● **WHAT TO DO**:
Can you render all of the material below as a Markdown table with the columns "No." and "Text", numbering each line and omitting blank lines? Leave the pictures out of your answer.

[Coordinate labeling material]
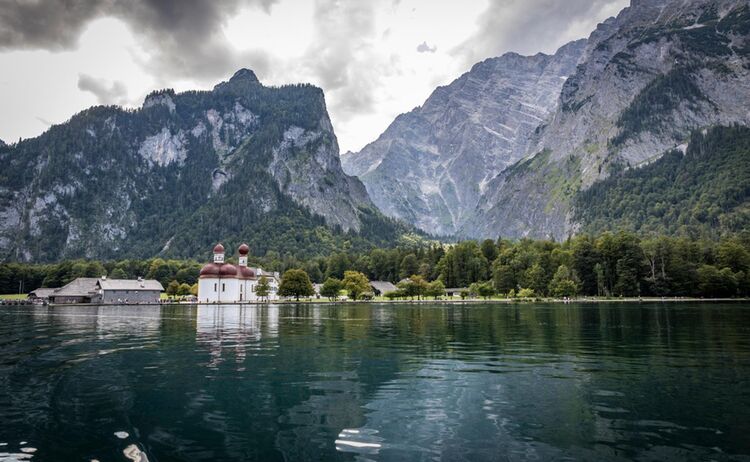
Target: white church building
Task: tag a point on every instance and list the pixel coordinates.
(222, 282)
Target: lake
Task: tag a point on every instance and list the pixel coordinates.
(596, 382)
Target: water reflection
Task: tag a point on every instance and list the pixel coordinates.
(376, 382)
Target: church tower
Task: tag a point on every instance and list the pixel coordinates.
(243, 250)
(219, 254)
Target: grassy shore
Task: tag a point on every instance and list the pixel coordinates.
(444, 301)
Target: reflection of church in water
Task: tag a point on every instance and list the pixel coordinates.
(222, 282)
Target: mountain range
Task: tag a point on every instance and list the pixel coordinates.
(508, 148)
(242, 162)
(641, 126)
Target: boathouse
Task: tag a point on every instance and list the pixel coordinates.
(104, 290)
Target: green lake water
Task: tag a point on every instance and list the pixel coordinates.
(598, 382)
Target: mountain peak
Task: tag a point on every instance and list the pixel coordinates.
(244, 75)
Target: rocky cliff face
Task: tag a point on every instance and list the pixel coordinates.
(243, 161)
(431, 165)
(650, 77)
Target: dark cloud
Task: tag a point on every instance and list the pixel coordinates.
(425, 48)
(340, 55)
(184, 36)
(105, 92)
(530, 26)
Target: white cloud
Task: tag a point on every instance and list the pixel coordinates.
(67, 55)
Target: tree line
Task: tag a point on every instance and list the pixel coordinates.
(608, 264)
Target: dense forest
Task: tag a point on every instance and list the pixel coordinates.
(609, 264)
(704, 192)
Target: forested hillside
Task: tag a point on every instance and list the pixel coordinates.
(704, 192)
(609, 264)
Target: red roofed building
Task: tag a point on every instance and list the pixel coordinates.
(222, 282)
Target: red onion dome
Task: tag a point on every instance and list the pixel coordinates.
(210, 270)
(228, 271)
(246, 273)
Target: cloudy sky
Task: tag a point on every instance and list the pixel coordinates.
(373, 58)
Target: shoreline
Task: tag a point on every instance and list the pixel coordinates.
(504, 301)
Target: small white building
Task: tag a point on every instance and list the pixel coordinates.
(222, 282)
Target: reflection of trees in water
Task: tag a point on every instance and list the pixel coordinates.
(281, 382)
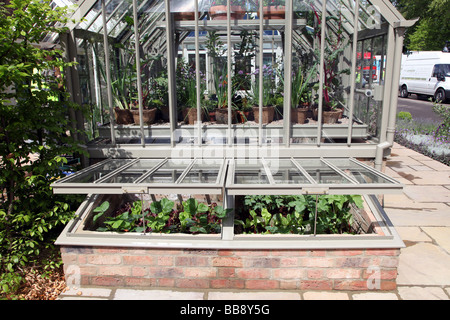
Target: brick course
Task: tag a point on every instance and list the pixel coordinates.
(299, 269)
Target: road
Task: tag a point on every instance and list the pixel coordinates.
(420, 109)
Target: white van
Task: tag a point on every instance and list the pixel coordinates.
(426, 73)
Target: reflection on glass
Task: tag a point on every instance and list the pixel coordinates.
(361, 174)
(132, 173)
(285, 172)
(99, 172)
(169, 172)
(203, 171)
(251, 172)
(320, 172)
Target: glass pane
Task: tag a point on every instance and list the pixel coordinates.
(203, 171)
(99, 172)
(168, 173)
(320, 172)
(361, 174)
(250, 173)
(134, 172)
(284, 171)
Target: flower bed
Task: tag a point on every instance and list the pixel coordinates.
(432, 140)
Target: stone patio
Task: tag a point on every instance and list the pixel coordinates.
(421, 215)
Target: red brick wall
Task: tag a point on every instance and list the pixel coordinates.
(352, 269)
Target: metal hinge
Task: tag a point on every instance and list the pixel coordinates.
(312, 190)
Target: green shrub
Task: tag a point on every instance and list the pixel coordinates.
(403, 115)
(33, 122)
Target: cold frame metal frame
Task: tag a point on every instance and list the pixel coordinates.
(147, 176)
(74, 235)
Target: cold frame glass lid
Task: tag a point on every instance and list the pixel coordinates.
(293, 176)
(117, 176)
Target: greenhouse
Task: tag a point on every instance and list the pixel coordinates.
(221, 101)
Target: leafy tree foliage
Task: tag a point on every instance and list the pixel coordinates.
(433, 28)
(33, 138)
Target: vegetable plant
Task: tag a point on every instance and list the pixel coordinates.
(296, 214)
(161, 217)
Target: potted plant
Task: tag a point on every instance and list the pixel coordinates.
(301, 95)
(335, 45)
(187, 92)
(268, 110)
(272, 9)
(219, 96)
(184, 10)
(218, 9)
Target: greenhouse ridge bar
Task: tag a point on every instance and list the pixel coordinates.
(192, 101)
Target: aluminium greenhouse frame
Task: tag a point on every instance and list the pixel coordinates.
(264, 145)
(394, 25)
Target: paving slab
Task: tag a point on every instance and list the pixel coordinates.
(414, 234)
(319, 295)
(424, 264)
(417, 217)
(375, 296)
(436, 165)
(427, 193)
(441, 235)
(224, 295)
(86, 292)
(422, 293)
(131, 294)
(425, 177)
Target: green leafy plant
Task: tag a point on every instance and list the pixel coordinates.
(296, 214)
(403, 115)
(161, 217)
(200, 218)
(33, 139)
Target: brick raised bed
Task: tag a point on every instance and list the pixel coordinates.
(256, 269)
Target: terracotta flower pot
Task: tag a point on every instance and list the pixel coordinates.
(190, 115)
(267, 116)
(220, 12)
(222, 116)
(331, 116)
(123, 116)
(244, 116)
(184, 16)
(274, 12)
(148, 116)
(299, 115)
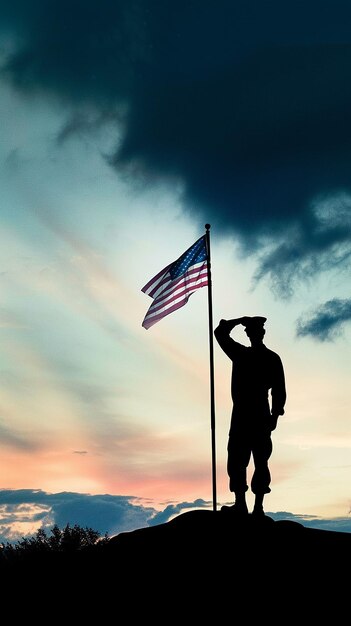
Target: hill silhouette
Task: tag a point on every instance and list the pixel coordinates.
(200, 561)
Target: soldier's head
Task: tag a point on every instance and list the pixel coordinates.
(255, 330)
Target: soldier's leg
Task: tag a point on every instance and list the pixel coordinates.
(261, 479)
(239, 453)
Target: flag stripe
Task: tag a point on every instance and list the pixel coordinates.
(190, 272)
(169, 284)
(159, 304)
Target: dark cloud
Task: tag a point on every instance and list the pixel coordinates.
(105, 513)
(108, 513)
(326, 322)
(176, 509)
(246, 103)
(339, 524)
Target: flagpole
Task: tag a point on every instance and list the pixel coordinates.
(210, 334)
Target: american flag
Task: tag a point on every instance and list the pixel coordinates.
(172, 286)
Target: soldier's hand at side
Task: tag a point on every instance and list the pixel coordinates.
(274, 420)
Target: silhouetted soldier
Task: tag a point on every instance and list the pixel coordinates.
(256, 370)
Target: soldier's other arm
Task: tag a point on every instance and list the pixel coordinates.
(278, 393)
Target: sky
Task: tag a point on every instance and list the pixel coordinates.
(126, 126)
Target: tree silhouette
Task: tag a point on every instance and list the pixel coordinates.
(68, 539)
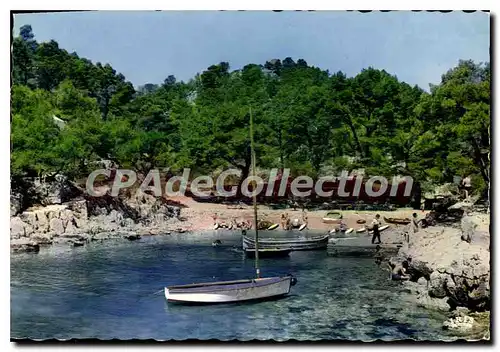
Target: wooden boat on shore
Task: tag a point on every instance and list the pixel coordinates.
(397, 221)
(268, 252)
(295, 244)
(239, 290)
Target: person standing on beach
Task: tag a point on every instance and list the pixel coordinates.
(376, 231)
(414, 223)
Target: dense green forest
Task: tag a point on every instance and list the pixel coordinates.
(307, 119)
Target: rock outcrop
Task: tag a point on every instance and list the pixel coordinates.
(89, 219)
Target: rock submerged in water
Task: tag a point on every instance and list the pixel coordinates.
(461, 324)
(133, 237)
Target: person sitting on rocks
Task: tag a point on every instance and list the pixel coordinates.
(343, 226)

● **EXPECTED OUTPUT**:
| No. | Text |
|---|---|
| 1 | Target: white church building |
| 2 | Task: tag a point on every instance and list the pixel coordinates. |
| 3 | (222, 282) |
| 4 | Target: lake |
| 5 | Task: tag a point on every instance and list the pixel coordinates. |
| 6 | (596, 382) |
| 7 | Target: water reflection |
| 8 | Task: tag a point on every instance and list the pixel coordinates. |
| 9 | (376, 382) |
| 10 | Target: church tower |
| 11 | Task: tag a point on every instance and list the pixel coordinates. |
| 12 | (243, 250) |
| 13 | (219, 254) |
| 14 | Target: grassy shore |
| 15 | Task: tag a point on every instance and list the pixel coordinates. |
| 16 | (444, 301) |
| 17 | Target: reflection of church in water |
| 18 | Task: tag a point on every instance and list the pixel coordinates. |
| 19 | (222, 282) |
| 20 | Target: mountain range |
| 21 | Task: tag a point on every instance and list the pixel coordinates. |
| 22 | (508, 148) |
| 23 | (242, 162) |
| 24 | (641, 126) |
| 25 | Target: boathouse |
| 26 | Task: tag a point on every instance and list the pixel coordinates. |
| 27 | (104, 290) |
| 28 | Target: green lake water |
| 29 | Task: tag a point on every instance and list the pixel coordinates. |
| 30 | (598, 382) |
| 31 | Target: mountain peak |
| 32 | Task: tag a point on every instance and list the pixel coordinates. |
| 33 | (244, 75) |
| 34 | Target: rocky cliff face |
| 35 | Task: tag a point on every instance and list the pixel coordinates. |
| 36 | (243, 161) |
| 37 | (431, 165) |
| 38 | (650, 77) |
| 39 | Target: dark cloud |
| 40 | Task: tag a point on every instance and list the pixel coordinates. |
| 41 | (425, 48) |
| 42 | (340, 55) |
| 43 | (184, 36) |
| 44 | (105, 92) |
| 45 | (530, 26) |
| 46 | Target: white cloud |
| 47 | Task: tag a point on every instance and list the pixel coordinates. |
| 48 | (67, 55) |
| 49 | Target: tree line |
| 50 | Task: tag a point on every instance and list the pixel coordinates. |
| 51 | (608, 264) |
| 52 | Target: dense forest |
| 53 | Task: tag a point on every instance and list the pixel coordinates. |
| 54 | (609, 264) |
| 55 | (704, 192) |
| 56 | Target: forested hillside |
| 57 | Task: tag a point on every instance and list the pixel coordinates. |
| 58 | (704, 192) |
| 59 | (609, 264) |
| 60 | Target: red roofed building |
| 61 | Task: tag a point on every instance and list the pixel coordinates. |
| 62 | (222, 282) |
| 63 | Target: red onion dome |
| 64 | Task: tag a point on every instance and list the pixel coordinates. |
| 65 | (210, 270) |
| 66 | (228, 271) |
| 67 | (246, 273) |
| 68 | Target: cloudy sky |
| 69 | Task: tag a point on every instance and list the pixel coordinates. |
| 70 | (373, 58) |
| 71 | Target: shoreline |
| 72 | Task: tag a point on every instance and list the pixel coordinates. |
| 73 | (504, 301) |
| 74 | Target: small white building |
| 75 | Task: tag a point on every instance and list the pixel coordinates. |
| 76 | (222, 282) |
| 77 | Target: reflection of trees in water |
| 78 | Task: tag a point on every instance and list the pixel coordinates. |
| 79 | (281, 382) |
| 80 | Target: brick course |
| 81 | Task: tag a point on every instance and list the pixel coordinates. |
| 82 | (299, 269) |
| 83 | Target: road |
| 84 | Task: tag a point on every instance and list the pixel coordinates. |
| 85 | (420, 109) |
| 86 | Target: white van |
| 87 | Task: tag a point on every instance and list the pixel coordinates. |
| 88 | (426, 73) |
| 89 | Target: reflection on glass |
| 90 | Task: tag a point on every instance and list the pixel coordinates. |
| 91 | (361, 174) |
| 92 | (132, 173) |
| 93 | (285, 172) |
| 94 | (99, 172) |
| 95 | (169, 172) |
| 96 | (203, 171) |
| 97 | (251, 172) |
| 98 | (320, 172) |
| 99 | Target: glass pane |
| 100 | Task: tag a point on every instance and list the pixel coordinates. |
| 101 | (203, 171) |
| 102 | (99, 172) |
| 103 | (168, 173) |
| 104 | (320, 172) |
| 105 | (361, 174) |
| 106 | (250, 173) |
| 107 | (134, 172) |
| 108 | (284, 171) |
| 109 | Target: flower bed |
| 110 | Task: tag a point on every instance and list the pixel coordinates. |
| 111 | (432, 140) |
| 112 | Target: stone patio |
| 113 | Task: tag a point on every instance and list the pixel coordinates. |
| 114 | (421, 215) |
| 115 | Target: red brick wall |
| 116 | Task: tag a point on every instance and list the pixel coordinates. |
| 117 | (352, 269) |
| 118 | Target: metal hinge |
| 119 | Task: tag a point on every instance and list the pixel coordinates. |
| 120 | (312, 190) |
| 121 | Target: green shrub |
| 122 | Task: tag a point on every instance and list the pixel coordinates. |
| 123 | (403, 115) |
| 124 | (33, 122) |
| 125 | Target: cold frame metal frame |
| 126 | Task: tag a point on every instance and list the pixel coordinates. |
| 127 | (147, 176) |
| 128 | (74, 235) |
| 129 | Target: cold frame glass lid |
| 130 | Task: tag a point on every instance and list the pixel coordinates. |
| 131 | (293, 176) |
| 132 | (117, 176) |
| 133 | Target: greenhouse |
| 134 | Task: tag a point on every instance and list the pixel coordinates. |
| 135 | (221, 101) |
| 136 | Target: leafy tree foliage |
| 137 | Task: tag a point on every instance and list the pixel coordinates. |
| 138 | (433, 28) |
| 139 | (33, 138) |
| 140 | Target: vegetable plant |
| 141 | Task: tag a point on every instance and list the pixel coordinates. |
| 142 | (296, 214) |
| 143 | (161, 217) |
| 144 | Target: potted plant |
| 145 | Task: tag a point on every instance and list the pixel coordinates. |
| 146 | (301, 95) |
| 147 | (335, 45) |
| 148 | (187, 92) |
| 149 | (268, 110) |
| 150 | (272, 9) |
| 151 | (219, 96) |
| 152 | (184, 10) |
| 153 | (218, 9) |
| 154 | Target: greenhouse ridge bar |
| 155 | Task: tag a point on every instance and list the pixel coordinates. |
| 156 | (192, 101) |
| 157 | Target: aluminium greenhouse frame |
| 158 | Task: tag a point on every instance and list the pixel coordinates. |
| 159 | (264, 145) |
| 160 | (394, 25) |
| 161 | Target: paving slab |
| 162 | Task: tag a point on every instance and list the pixel coordinates. |
| 163 | (414, 234) |
| 164 | (319, 295) |
| 165 | (424, 264) |
| 166 | (417, 217) |
| 167 | (375, 296) |
| 168 | (436, 165) |
| 169 | (427, 193) |
| 170 | (441, 235) |
| 171 | (224, 295) |
| 172 | (86, 292) |
| 173 | (422, 293) |
| 174 | (131, 294) |
| 175 | (425, 177) |
| 176 | Target: green leafy plant |
| 177 | Task: tag a point on every instance and list the pixel coordinates. |
| 178 | (296, 214) |
| 179 | (403, 115) |
| 180 | (161, 217) |
| 181 | (200, 218) |
| 182 | (33, 139) |
| 183 | Target: brick raised bed |
| 184 | Task: tag a point on every instance and list the pixel coordinates. |
| 185 | (256, 269) |
| 186 | Target: terracotta flower pot |
| 187 | Task: tag a point on every instance and list the pixel coordinates. |
| 188 | (190, 115) |
| 189 | (267, 116) |
| 190 | (220, 12) |
| 191 | (222, 116) |
| 192 | (331, 116) |
| 193 | (123, 116) |
| 194 | (244, 116) |
| 195 | (184, 16) |
| 196 | (274, 12) |
| 197 | (148, 116) |
| 198 | (299, 115) |
| 199 | Target: hill silhouette |
| 200 | Task: tag a point on every instance and list the pixel coordinates. |
| 201 | (200, 561) |
| 202 | Target: soldier's head |
| 203 | Task: tag a point on every instance and list the pixel coordinates. |
| 204 | (255, 330) |
| 205 | Target: soldier's leg |
| 206 | Task: tag a point on every instance and list the pixel coordinates. |
| 207 | (261, 479) |
| 208 | (239, 453) |
| 209 | Target: flag stripe |
| 210 | Task: tag a point on every instance and list the pixel coordinates. |
| 211 | (190, 272) |
| 212 | (169, 284) |
| 213 | (159, 304) |
| 214 | Target: dark cloud |
| 215 | Task: tag a point on every instance and list the pixel coordinates. |
| 216 | (105, 513) |
| 217 | (108, 513) |
| 218 | (326, 322) |
| 219 | (176, 509) |
| 220 | (246, 103) |
| 221 | (339, 524) |
| 222 | Target: flagpole |
| 223 | Task: tag a point on every instance and list the pixel coordinates. |
| 224 | (210, 334) |
| 225 | Target: american flag |
| 226 | Task: tag a point on every instance and list the pixel coordinates. |
| 227 | (172, 286) |
| 228 | Target: soldier's hand at side |
| 229 | Task: tag a point on every instance and list the pixel coordinates. |
| 230 | (274, 420) |
| 231 | Target: silhouetted soldier |
| 232 | Task: tag a point on every instance and list the pixel coordinates. |
| 233 | (256, 370) |
| 234 | Target: soldier's other arm |
| 235 | Task: tag a point on every instance and list the pixel coordinates. |
| 236 | (278, 393) |
| 237 | Target: sky |
| 238 | Task: tag a point on every instance and list the pixel coordinates. |
| 239 | (126, 126) |
| 240 | Target: tree silhouette |
| 241 | Task: tag a point on every instance and list the pixel coordinates. |
| 242 | (68, 539) |
| 243 | Target: wooden boat on shore |
| 244 | Task: tag a point on every instance and list the pixel coordinates. |
| 245 | (397, 221) |
| 246 | (268, 252) |
| 247 | (295, 244) |
| 248 | (239, 290) |
| 249 | Target: person standing on beach |
| 250 | Task: tag a point on every instance and list the pixel coordinates. |
| 251 | (376, 231) |
| 252 | (414, 223) |
| 253 | Target: dense green forest |
| 254 | Task: tag a point on every instance and list the pixel coordinates. |
| 255 | (307, 119) |
| 256 | Target: rock outcrop |
| 257 | Task: tag a point on every instance and list the pixel coordinates. |
| 258 | (89, 219) |
| 259 | Target: rock submerged in water |
| 260 | Task: tag a point on every instance and list the pixel coordinates. |
| 261 | (461, 324) |
| 262 | (133, 237) |
| 263 | Target: person sitting on rocks |
| 264 | Task: tag a point on every instance and list the pixel coordinates. |
| 265 | (343, 226) |